→ Objective
Rescale the data from its beginning through the line containing "145), (37, 156)]" (both ends included), repeating each line along with its request text and multiplying every answer coordinate by 1.75, rounded to whole numbers with halves going up. Omit the pictures.

→ Records provided

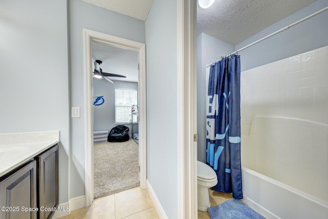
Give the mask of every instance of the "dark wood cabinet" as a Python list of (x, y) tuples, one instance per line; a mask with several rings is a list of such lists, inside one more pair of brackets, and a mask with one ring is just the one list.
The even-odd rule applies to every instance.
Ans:
[(36, 161), (33, 161), (0, 182), (0, 218), (36, 219)]
[(58, 206), (56, 144), (0, 178), (1, 219), (48, 219)]
[(36, 161), (39, 218), (50, 218), (58, 206), (58, 145), (37, 156)]

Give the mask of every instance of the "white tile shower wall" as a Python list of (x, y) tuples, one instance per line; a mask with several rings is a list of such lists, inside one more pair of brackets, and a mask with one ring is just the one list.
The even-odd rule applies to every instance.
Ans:
[(242, 72), (241, 114), (243, 165), (328, 201), (328, 46)]

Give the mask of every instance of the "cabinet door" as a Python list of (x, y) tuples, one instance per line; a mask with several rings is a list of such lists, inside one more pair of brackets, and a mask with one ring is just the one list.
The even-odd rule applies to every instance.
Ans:
[(38, 168), (38, 208), (41, 219), (50, 218), (58, 206), (58, 145), (37, 157)]
[(36, 162), (33, 161), (0, 182), (0, 218), (36, 219)]

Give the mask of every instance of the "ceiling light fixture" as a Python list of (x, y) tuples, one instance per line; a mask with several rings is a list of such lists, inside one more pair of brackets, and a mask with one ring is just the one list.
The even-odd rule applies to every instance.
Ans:
[(93, 77), (96, 78), (102, 78), (102, 75), (99, 72), (97, 72), (97, 71), (95, 71), (93, 73)]
[(198, 5), (202, 8), (208, 8), (211, 7), (215, 0), (198, 0)]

→ Complete output
Give the mask of every instance of the "dark wood cabinet" as a Python list of (x, y) tuples, one instance per line; a mask with several rings is a list of such lists, inside one more pair of brackets, and a mask with one ring is just the one list.
The even-odd rule applies to every instance.
Ans:
[(63, 282), (58, 282), (0, 319), (0, 382), (63, 383)]
[(102, 361), (98, 252), (0, 312), (2, 383), (84, 383)]
[(63, 282), (68, 382), (88, 382), (102, 361), (102, 254), (65, 273)]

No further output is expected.